→ TEXTO DA PÁGINA
§

Se o leitor, em vez de aumentar, quiser experimentar reduzir, pode visitar este site. Nestes tempos pandémicos, os autores da plataforma oferecem acesso grátis com os seguintes dados para o login: Username: covid19; Password: edumedia.
Uma boa experimentação em forma de história infantil aparece sob a forma de uma lenda. Certa vez, um sultão pediu a invenção de um jogo para que se pudesse distrair. O resultado desse pedido veio do sábio Sissa, que trouxe ao sultão o bem conhecido jogo do xadrez. Como se sabe, o xadrez é um fantástico jogo, coisa que foi compreendida pelo sultão. Tão entusiasmado com o jogo, o sultão ofereceu ao sábio a escolha da sua recompensa. Foi nesse momento que a sabedoria do sábio se revelou em todo o seu esplendor, respondendo-lhe: «Os teus servos que coloquem um grão de trigo na primeira casa, dois na segunda casa, quatro na terceira, dobrando sempre a quantidade até à sexagésima quarta casa.». O sultão achou a recompensa quase insultuosa para tão fantástico jogo. Mas, quando os matemáticos do reino fizeram os cálculos, ficou a saber que eram necessários 18 446 744 073 709 551 615 grãos de trigo para recompensar Sissa. Com o nível de produção de trigo da época, seriam precisos 61 000 anos para obter tal quantidade de trigo! Em relação à imagem seguinte, é melhor não continuar o preenchimento.

§

Entradas de dados extraídas
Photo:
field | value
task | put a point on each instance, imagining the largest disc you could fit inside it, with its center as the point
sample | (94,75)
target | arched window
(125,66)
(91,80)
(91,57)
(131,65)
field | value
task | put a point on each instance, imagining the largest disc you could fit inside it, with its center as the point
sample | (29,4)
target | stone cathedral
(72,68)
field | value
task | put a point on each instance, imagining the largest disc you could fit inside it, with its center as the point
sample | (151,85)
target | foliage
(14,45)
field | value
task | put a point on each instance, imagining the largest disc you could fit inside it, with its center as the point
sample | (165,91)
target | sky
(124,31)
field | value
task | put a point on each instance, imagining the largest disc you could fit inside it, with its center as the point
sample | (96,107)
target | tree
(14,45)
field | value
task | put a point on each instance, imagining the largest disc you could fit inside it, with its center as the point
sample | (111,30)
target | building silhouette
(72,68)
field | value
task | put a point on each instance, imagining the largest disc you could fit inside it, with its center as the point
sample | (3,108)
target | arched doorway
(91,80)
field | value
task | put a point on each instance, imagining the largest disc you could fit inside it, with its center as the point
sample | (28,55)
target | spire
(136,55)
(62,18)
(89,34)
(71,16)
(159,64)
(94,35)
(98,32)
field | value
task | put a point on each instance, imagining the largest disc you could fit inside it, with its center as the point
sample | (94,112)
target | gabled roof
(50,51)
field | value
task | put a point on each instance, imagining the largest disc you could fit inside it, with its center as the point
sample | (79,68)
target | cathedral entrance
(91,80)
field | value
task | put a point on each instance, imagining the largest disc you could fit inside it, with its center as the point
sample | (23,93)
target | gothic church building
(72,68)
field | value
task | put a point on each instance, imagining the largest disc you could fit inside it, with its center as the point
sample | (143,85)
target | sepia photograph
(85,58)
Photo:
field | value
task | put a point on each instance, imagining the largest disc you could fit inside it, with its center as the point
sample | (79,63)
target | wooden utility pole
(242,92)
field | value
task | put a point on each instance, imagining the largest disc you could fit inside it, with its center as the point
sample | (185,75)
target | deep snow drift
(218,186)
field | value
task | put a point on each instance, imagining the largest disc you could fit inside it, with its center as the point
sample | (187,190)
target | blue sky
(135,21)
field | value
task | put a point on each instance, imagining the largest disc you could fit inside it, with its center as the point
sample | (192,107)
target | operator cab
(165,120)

§

→ O SEU OBJETIVO
De acordo com o texto sobre a lenda do xadrez, quantos anos seriam precisos, ao nível de produção da época, para obter o trigo pedido por Sissa?

→ RESPOSTA
Seriam precisos 61 000 anos.